◆ **GIVEN INSTRUCTION**: Extract exactly and only the lines of the data below, starting at the line with "of the tree" and stopping after the final line.

— start GIVEN INFORMATION —

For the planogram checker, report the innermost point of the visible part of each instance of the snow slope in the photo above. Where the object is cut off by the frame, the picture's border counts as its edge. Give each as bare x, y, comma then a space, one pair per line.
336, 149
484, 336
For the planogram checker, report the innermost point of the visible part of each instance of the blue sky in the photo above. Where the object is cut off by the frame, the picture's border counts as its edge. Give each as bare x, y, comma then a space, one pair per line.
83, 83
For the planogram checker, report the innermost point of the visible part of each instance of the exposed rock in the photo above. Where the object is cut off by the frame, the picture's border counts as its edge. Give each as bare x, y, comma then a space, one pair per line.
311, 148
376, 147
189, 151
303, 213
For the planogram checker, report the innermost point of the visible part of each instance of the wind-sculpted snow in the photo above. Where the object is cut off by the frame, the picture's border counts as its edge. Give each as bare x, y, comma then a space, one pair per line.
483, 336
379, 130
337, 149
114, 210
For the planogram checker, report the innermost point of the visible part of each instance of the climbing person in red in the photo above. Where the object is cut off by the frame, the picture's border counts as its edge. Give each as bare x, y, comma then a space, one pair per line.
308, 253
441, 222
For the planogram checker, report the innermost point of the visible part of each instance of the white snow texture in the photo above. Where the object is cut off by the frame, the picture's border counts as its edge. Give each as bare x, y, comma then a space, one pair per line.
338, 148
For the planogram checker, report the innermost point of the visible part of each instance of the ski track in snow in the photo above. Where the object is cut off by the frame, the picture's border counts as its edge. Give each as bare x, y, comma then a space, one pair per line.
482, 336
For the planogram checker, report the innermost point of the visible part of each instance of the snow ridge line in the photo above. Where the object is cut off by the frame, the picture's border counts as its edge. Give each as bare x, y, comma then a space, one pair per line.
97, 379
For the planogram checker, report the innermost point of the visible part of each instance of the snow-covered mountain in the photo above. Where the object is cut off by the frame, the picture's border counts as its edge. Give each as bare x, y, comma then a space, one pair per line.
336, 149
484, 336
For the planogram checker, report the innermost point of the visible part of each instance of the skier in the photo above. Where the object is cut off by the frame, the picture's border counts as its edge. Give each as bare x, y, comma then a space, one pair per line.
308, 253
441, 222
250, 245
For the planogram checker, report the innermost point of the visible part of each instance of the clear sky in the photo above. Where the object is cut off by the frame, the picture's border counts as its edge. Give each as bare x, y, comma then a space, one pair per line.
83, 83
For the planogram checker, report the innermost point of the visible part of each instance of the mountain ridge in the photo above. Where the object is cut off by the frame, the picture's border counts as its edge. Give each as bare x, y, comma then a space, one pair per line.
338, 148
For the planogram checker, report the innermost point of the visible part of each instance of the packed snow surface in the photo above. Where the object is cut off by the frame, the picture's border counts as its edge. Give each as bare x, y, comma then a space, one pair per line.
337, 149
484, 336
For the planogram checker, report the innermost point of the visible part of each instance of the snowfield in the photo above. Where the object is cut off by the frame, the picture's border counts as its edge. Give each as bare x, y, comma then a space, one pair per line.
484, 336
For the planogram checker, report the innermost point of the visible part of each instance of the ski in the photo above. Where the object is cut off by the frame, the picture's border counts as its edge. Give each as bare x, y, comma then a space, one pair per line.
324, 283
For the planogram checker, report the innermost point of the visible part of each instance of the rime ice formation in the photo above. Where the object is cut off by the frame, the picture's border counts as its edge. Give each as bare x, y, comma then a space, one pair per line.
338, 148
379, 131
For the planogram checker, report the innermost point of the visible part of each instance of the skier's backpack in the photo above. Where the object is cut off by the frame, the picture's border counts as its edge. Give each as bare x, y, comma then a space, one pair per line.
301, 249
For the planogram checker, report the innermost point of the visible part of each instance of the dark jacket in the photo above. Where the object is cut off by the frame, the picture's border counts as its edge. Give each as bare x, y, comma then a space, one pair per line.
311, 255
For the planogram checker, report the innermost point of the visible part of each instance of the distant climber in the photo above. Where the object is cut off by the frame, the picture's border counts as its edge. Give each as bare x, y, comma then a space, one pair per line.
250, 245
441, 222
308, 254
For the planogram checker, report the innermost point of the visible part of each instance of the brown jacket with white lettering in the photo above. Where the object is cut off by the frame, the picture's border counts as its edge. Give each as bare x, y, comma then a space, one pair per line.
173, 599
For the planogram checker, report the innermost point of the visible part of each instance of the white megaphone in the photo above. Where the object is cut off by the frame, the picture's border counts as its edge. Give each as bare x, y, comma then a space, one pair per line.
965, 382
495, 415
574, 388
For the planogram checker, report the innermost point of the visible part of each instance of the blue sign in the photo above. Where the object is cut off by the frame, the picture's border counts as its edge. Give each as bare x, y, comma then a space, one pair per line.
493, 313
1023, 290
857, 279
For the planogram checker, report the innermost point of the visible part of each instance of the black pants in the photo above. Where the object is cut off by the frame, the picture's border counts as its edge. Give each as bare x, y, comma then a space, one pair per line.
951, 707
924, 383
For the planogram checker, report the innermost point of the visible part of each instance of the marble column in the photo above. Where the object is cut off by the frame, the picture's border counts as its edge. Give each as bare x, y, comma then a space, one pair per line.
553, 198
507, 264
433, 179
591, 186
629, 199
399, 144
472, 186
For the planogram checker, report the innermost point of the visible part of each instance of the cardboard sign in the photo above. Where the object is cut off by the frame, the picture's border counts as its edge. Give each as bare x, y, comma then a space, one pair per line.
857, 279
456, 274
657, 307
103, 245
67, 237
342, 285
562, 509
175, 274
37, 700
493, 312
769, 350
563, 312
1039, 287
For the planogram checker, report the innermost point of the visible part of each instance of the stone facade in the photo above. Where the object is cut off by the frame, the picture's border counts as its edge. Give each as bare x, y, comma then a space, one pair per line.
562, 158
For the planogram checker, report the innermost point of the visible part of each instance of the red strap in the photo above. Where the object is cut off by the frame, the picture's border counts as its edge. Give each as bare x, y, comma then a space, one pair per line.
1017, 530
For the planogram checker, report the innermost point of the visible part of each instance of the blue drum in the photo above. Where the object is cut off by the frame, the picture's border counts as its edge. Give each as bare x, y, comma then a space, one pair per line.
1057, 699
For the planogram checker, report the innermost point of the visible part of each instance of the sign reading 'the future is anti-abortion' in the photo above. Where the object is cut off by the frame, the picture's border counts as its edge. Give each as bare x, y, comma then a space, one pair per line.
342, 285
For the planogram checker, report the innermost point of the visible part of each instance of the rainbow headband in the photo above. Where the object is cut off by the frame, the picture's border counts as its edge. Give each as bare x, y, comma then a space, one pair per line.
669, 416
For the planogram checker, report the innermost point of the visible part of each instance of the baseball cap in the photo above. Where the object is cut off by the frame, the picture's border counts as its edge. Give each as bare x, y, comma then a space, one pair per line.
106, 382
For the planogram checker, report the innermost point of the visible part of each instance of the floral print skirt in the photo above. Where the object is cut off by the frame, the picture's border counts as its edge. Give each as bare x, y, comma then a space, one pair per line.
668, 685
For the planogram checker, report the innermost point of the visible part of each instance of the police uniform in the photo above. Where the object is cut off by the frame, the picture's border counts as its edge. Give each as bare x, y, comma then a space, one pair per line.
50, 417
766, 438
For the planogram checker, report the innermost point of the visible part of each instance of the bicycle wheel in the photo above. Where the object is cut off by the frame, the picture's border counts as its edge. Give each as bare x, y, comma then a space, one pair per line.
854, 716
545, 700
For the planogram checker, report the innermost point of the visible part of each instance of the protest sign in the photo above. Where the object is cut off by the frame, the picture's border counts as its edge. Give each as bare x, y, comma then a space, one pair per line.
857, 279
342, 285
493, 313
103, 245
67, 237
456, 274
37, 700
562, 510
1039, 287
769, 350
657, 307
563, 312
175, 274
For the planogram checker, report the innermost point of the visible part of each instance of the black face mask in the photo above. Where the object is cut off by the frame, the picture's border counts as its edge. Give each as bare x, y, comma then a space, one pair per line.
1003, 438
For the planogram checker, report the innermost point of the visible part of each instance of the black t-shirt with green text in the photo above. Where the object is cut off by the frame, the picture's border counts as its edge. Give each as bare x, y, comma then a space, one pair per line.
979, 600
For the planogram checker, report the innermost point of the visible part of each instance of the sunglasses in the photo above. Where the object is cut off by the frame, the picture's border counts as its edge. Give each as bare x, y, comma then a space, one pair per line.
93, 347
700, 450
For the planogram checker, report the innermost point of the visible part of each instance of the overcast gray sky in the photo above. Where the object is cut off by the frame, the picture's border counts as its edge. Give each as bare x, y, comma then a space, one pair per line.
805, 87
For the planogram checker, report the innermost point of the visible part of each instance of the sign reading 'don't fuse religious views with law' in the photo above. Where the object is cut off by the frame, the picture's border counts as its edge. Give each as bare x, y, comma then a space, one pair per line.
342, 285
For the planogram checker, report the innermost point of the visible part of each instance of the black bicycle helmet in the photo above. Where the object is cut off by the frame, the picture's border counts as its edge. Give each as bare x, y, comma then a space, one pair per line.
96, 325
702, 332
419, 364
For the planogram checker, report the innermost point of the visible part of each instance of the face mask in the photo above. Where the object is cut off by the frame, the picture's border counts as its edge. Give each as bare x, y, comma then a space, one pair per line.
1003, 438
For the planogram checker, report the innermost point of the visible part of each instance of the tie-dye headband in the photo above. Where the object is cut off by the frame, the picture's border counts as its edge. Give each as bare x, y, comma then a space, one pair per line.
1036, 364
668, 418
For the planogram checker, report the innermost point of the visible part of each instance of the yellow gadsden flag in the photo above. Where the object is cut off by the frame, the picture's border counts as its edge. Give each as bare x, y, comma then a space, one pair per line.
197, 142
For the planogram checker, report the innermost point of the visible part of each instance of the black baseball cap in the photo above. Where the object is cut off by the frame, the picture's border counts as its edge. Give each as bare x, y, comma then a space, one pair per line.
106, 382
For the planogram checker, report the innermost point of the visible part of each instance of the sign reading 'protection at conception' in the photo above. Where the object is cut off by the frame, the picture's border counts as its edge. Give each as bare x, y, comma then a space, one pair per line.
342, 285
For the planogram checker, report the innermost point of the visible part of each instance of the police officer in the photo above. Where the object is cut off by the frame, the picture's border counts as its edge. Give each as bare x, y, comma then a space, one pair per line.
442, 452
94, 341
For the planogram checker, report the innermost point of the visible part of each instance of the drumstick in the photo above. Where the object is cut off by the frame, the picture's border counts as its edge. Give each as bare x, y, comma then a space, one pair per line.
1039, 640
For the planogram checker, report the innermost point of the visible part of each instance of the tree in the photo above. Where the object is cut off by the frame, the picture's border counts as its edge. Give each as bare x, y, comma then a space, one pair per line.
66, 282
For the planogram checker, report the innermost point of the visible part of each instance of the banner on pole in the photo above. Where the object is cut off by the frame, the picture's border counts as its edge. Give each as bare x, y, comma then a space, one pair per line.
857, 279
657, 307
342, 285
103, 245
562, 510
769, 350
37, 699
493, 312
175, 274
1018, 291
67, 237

— end GIVEN INFORMATION —

◆ **WRITTEN REPLY**:
For the planogram checker, report the innermost point of the visible part of each instance of the tree in the photo above. Where the object is cut off by the frame, the picture's border counts as its edge. Give each as bare x, y, comma then a space, one pair per line.
66, 282
For the planogram checker, report the innermost point of the visible part of each instance of the banner on pole in the photo above. Where the object is cut off by the frame, the picture's border counts as its edge. Give each as bare x, y, comma then a space, one pair per line.
857, 279
657, 307
342, 285
103, 245
562, 510
769, 350
37, 699
493, 312
175, 274
1018, 291
67, 237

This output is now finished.